Aim of the task:
Rewrite the lines below as a JSON list of strings, with one string for each line and blank lines omitted. Begin with the line that contains "find brick wall" and continue through the final line.

(Data items)

* * *

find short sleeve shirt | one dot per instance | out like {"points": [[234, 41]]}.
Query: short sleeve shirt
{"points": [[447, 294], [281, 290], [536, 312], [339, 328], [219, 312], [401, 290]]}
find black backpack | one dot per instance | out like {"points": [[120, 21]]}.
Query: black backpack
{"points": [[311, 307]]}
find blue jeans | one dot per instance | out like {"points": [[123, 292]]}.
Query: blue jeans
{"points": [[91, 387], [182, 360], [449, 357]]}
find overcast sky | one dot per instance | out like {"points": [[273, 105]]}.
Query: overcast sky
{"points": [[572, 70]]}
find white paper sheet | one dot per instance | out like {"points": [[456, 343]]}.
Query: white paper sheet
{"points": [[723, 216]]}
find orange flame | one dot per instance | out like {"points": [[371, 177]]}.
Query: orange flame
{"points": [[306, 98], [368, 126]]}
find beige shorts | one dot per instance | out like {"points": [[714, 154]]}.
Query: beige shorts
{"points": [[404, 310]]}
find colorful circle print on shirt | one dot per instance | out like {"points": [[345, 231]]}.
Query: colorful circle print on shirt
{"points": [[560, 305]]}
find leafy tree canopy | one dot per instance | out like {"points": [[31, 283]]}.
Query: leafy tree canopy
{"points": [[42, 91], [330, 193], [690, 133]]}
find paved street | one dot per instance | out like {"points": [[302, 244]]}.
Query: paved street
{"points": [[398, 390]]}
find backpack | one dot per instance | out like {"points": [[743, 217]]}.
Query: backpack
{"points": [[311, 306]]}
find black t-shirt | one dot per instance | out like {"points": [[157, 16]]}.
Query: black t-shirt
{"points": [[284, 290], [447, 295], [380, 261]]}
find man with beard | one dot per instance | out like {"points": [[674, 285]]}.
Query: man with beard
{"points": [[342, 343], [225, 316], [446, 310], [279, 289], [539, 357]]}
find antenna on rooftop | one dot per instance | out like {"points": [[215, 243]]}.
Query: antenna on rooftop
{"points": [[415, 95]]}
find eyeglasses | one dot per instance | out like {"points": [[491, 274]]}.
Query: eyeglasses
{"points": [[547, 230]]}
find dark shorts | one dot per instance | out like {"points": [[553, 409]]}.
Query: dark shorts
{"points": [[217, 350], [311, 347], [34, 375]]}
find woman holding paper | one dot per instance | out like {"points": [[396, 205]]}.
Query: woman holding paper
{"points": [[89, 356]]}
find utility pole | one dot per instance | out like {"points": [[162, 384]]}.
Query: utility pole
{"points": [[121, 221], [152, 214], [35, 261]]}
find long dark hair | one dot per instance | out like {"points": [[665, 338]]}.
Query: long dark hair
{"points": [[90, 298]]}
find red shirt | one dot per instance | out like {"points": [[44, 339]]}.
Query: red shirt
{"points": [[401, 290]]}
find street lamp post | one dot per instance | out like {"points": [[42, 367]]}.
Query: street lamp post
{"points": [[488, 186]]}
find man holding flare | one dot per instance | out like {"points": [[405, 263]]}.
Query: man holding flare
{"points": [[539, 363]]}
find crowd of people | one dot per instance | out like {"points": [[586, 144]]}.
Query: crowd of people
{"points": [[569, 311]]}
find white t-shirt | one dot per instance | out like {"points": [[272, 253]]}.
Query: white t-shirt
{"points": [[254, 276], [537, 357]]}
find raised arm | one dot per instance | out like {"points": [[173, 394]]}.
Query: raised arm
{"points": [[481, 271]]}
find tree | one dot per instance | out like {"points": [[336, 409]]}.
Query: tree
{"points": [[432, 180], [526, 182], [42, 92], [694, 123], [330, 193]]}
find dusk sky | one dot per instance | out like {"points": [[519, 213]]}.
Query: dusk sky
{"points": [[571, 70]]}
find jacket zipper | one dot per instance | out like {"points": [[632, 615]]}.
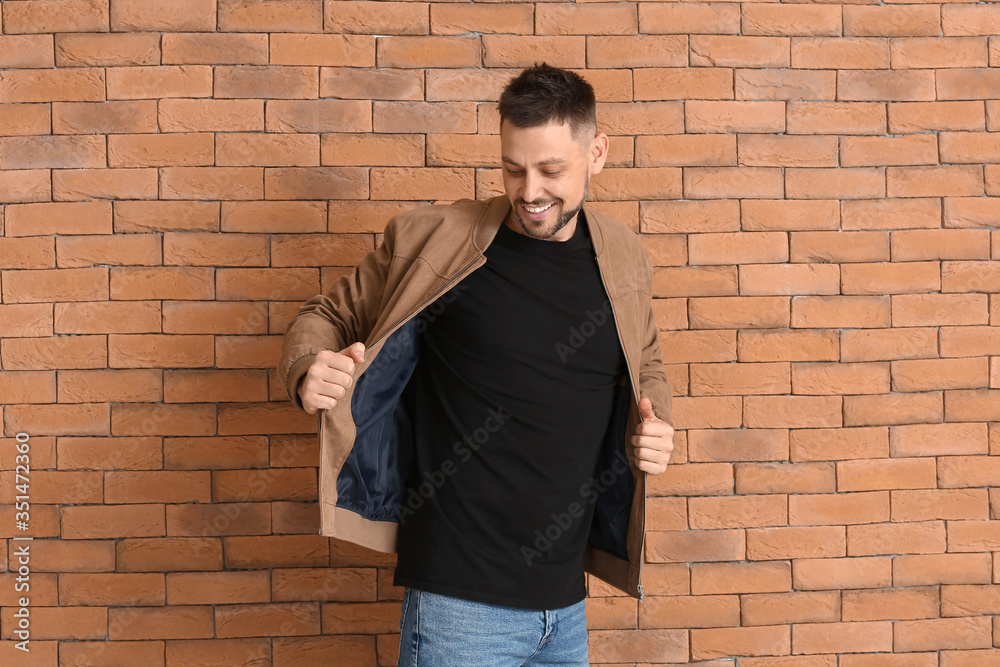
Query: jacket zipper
{"points": [[440, 291], [635, 392]]}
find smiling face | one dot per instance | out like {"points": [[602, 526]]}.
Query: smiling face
{"points": [[546, 172]]}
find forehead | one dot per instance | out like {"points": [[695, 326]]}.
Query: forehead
{"points": [[542, 143]]}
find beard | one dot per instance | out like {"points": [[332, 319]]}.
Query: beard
{"points": [[546, 232]]}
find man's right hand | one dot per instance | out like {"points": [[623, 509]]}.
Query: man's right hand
{"points": [[329, 376]]}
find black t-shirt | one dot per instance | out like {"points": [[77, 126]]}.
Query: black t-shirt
{"points": [[512, 396]]}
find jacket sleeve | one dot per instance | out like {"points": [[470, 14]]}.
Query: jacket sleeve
{"points": [[653, 382], [335, 320]]}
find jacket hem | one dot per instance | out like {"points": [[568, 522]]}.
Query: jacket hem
{"points": [[351, 526]]}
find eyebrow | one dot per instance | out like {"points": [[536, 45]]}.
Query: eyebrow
{"points": [[552, 161]]}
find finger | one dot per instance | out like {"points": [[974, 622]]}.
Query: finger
{"points": [[646, 409], [355, 351], [657, 428]]}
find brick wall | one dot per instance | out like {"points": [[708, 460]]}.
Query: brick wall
{"points": [[816, 185]]}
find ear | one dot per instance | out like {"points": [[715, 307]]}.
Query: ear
{"points": [[598, 154]]}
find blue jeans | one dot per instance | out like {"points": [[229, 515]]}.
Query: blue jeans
{"points": [[443, 631]]}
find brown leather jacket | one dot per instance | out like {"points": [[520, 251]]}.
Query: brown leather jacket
{"points": [[364, 443]]}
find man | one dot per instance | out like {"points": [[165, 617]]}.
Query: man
{"points": [[492, 395]]}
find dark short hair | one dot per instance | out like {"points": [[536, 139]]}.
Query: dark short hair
{"points": [[542, 94]]}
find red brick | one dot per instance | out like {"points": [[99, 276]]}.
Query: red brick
{"points": [[796, 542], [52, 151], [836, 118], [52, 352], [433, 51], [396, 18], [371, 84], [24, 186], [892, 21], [640, 118], [942, 633], [693, 18], [838, 509], [731, 117], [265, 81], [785, 84], [638, 645], [786, 151], [685, 150], [277, 216], [966, 83], [841, 53], [325, 50], [277, 551], [27, 320], [42, 16], [53, 85], [87, 184], [27, 387], [318, 116], [939, 52], [756, 312], [191, 115], [26, 51], [888, 344], [785, 478], [110, 453], [932, 569], [107, 50], [232, 183], [792, 411], [762, 640], [876, 151], [841, 573], [271, 16], [114, 589], [909, 117], [620, 184], [970, 20], [217, 651], [890, 278], [877, 474], [767, 215], [835, 183], [214, 49], [175, 622], [664, 83], [842, 378], [765, 19], [703, 611], [738, 51], [315, 183], [181, 15], [135, 83], [86, 654], [636, 51], [697, 546], [818, 345], [941, 309], [782, 608], [845, 637], [118, 521]]}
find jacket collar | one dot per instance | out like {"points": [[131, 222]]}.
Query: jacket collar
{"points": [[498, 208]]}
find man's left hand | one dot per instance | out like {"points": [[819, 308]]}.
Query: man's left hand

* * *

Output of the task:
[
  "find brick wall | one dot per instance | out like {\"points\": [[708, 460]]}.",
  "Query: brick wall",
  "{\"points\": [[816, 185]]}",
  "find ear | one dot per instance | out like {\"points\": [[715, 307]]}.",
  "Query: ear",
  "{\"points\": [[598, 154]]}",
  "find blue jeans | one dot per instance | out like {\"points\": [[229, 515]]}.",
  "Query: blue jeans",
  "{\"points\": [[443, 631]]}",
  "find brown leather jacket | one dot per instance | out like {\"points\": [[520, 251]]}.",
  "Query: brown leather jacket",
  "{\"points\": [[364, 443]]}",
  "find man | one dot per instance | out like {\"points\": [[165, 617]]}.",
  "Query: man",
  "{\"points\": [[492, 395]]}",
  "find dark short hair | one dot per instance | out like {\"points\": [[536, 139]]}.",
  "Query: dark short hair",
  "{\"points\": [[542, 94]]}",
  "find red brick | one dot per instance | out like {\"points\": [[99, 276]]}.",
  "Query: red brick",
  "{\"points\": [[796, 542], [52, 151], [836, 118], [52, 352], [433, 51], [396, 18], [371, 84], [24, 186], [892, 21], [640, 118], [942, 633], [693, 18], [838, 509], [731, 117], [265, 81], [785, 84], [638, 645], [786, 151], [685, 150], [277, 216], [966, 83], [841, 53], [325, 50], [277, 551], [27, 320], [42, 16], [53, 85], [87, 184], [27, 387], [318, 116], [939, 52], [756, 312], [191, 115], [26, 51], [888, 344], [785, 478], [110, 453], [932, 569], [107, 50], [232, 183], [792, 411], [762, 640], [876, 151], [841, 573], [271, 16], [114, 589], [909, 117], [620, 184], [970, 20], [217, 651], [890, 278], [877, 474], [767, 215], [835, 183], [214, 49], [175, 622], [664, 83], [842, 378], [765, 19], [703, 611], [738, 51], [315, 183], [181, 15], [135, 83], [86, 654], [636, 51], [697, 546], [818, 345], [941, 309], [782, 608], [845, 637], [118, 521]]}",
  "find jacket collar | one dot per instance | out like {\"points\": [[131, 222]]}.",
  "Query: jacket collar",
  "{\"points\": [[498, 208]]}",
  "find man's left hand | one dot per instance | out like {\"points\": [[819, 308]]}.",
  "Query: man's left hand"
]